# GIVEN TEXT:
_ _ _ _

I consider myself a hopeless romantic sometimes and what Urban Rubble01 is doing seems very romantic and sweet. I would have also waited, because I would not have wanted to miss out a chance in my love. Having said this, I think she's taking the piss out of him. She's keeping him on the backburner. You don't go and tell someone to put his life on hold till you have made up your mind, till you have less problems. This is unfair. The moment you tell him to leave you alone, the moment you tell him you don't need him, not to support you, not to share your life with you, not to laugh with you, nothing. If she really saw a future with him she would have slowed down in the relationship, but breaking up with someone and telling him there will be a future sounds like such a bogus to me. Most people want to have it all, a career, love, a great life. People are selfish, they don´t let good things just slip away so easily. If you break up with someone, you should be/are aware that this person has the right to leave. Putting someone on hold for nine months just seems so incredibly selfish. I honestly also don't think that 5 months mean anything, I mean, she's not really risking or investing anything in you, so why should she not do it?

_ _ _ _

# SUPPLIED RECORDS:

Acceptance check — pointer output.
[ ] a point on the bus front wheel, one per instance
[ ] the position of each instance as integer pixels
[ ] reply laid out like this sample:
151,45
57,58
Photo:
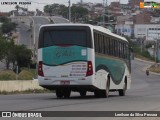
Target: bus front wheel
122,92
59,93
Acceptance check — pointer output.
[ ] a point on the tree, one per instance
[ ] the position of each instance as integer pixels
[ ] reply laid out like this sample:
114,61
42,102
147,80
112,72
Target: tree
4,19
22,54
17,7
8,27
11,53
79,12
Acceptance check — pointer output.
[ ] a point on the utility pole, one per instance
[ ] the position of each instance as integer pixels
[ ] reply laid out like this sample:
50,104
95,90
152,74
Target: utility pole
69,2
103,13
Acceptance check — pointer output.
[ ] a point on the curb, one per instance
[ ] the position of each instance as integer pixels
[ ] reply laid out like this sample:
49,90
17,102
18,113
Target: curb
144,60
145,68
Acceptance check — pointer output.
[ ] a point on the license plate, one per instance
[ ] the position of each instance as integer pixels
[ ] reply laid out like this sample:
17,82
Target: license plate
65,82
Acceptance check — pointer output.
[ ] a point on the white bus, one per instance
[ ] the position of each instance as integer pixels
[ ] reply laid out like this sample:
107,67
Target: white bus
82,57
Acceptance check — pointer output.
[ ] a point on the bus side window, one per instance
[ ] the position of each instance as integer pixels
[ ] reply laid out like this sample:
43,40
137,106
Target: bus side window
103,45
95,42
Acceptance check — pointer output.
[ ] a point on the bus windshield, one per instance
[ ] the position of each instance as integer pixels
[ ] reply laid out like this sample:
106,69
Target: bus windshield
65,37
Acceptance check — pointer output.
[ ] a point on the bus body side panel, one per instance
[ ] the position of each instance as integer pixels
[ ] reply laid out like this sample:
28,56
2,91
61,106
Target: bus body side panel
114,67
53,75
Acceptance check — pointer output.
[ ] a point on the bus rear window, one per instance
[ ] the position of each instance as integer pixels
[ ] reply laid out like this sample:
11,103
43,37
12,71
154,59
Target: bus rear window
64,37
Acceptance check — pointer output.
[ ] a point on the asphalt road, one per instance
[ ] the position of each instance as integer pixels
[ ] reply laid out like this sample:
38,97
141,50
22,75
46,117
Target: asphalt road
143,95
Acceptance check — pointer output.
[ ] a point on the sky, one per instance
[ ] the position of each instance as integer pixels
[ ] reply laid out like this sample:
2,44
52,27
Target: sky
41,3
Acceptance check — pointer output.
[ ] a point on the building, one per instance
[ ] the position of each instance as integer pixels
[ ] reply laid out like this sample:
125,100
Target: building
134,3
149,31
143,17
125,28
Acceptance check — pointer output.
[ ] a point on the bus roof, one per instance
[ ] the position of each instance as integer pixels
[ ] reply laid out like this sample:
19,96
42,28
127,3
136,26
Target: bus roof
97,28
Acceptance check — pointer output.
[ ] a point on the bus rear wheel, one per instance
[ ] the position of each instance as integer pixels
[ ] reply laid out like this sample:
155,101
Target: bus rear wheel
59,93
67,93
83,93
122,92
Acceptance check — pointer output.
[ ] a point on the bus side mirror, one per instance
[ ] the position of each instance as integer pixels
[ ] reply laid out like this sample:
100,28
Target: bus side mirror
131,53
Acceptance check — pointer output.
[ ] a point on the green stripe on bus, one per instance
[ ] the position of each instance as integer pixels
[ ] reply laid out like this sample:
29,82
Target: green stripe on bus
115,67
56,55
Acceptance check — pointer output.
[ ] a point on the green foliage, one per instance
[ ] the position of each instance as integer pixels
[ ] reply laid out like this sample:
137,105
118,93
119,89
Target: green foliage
137,50
3,43
7,75
58,9
8,27
148,45
25,75
22,54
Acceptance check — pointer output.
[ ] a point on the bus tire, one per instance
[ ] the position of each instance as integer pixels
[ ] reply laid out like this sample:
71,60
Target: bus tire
59,93
122,92
67,93
83,93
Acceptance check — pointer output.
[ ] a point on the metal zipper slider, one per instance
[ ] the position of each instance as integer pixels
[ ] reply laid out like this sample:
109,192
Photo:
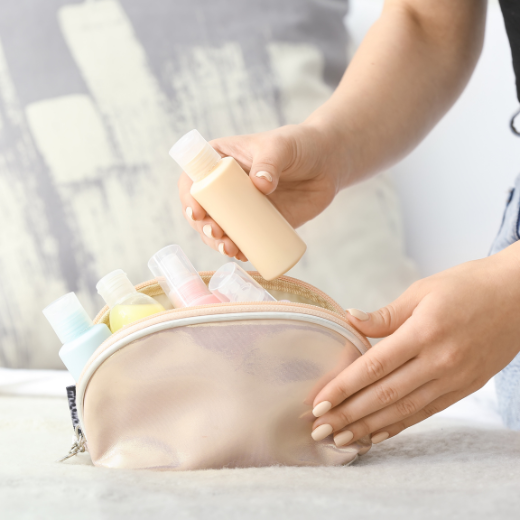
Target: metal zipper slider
78,445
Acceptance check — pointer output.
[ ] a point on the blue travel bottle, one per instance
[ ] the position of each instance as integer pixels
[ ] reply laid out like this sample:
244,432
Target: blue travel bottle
80,337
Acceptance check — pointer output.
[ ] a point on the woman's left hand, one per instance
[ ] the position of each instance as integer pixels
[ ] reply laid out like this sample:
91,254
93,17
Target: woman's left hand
447,336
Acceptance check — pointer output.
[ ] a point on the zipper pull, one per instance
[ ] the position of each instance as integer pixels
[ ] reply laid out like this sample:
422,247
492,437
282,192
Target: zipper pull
78,445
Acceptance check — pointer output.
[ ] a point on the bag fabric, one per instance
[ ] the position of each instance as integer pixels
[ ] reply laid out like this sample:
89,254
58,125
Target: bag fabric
226,385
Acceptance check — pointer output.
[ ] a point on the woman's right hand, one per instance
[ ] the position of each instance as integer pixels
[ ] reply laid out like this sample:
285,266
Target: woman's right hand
298,167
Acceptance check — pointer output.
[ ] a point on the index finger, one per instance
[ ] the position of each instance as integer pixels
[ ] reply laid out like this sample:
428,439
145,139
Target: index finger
192,209
382,359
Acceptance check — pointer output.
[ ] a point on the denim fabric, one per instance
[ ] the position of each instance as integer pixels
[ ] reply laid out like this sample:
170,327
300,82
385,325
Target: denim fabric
508,380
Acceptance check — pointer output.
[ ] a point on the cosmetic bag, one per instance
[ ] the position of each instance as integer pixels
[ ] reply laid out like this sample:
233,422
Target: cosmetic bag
222,385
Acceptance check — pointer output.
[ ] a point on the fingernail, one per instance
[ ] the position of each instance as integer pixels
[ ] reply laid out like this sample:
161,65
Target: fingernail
264,175
208,231
360,315
343,438
379,437
321,408
322,431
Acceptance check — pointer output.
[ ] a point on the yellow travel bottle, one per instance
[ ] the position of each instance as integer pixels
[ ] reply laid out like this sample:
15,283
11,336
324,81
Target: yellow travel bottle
126,304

_ _ _ _

Copy out the entire post above about being kept on hold after a breakup, word for word.

# CORRECT OUTPUT:
I consider myself a hopeless romantic sometimes and what Urban Rubble01 is doing seems very romantic and sweet. I would have also waited, because I would not have wanted to miss out a chance in my love. Having said this, I think she's taking the piss out of him. She's keeping him on the backburner. You don't go and tell someone to put his life on hold till you have made up your mind, till you have less problems. This is unfair. The moment you tell him to leave you alone, the moment you tell him you don't need him, not to support you, not to share your life with you, not to laugh with you, nothing. If she really saw a future with him she would have slowed down in the relationship, but breaking up with someone and telling him there will be a future sounds like such a bogus to me. Most people want to have it all, a career, love, a great life. People are selfish, they don´t let good things just slip away so easily. If you break up with someone, you should be/are aware that this person has the right to leave. Putting someone on hold for nine months just seems so incredibly selfish. I honestly also don't think that 5 months mean anything, I mean, she's not really risking or investing anything in you, so why should she not do it?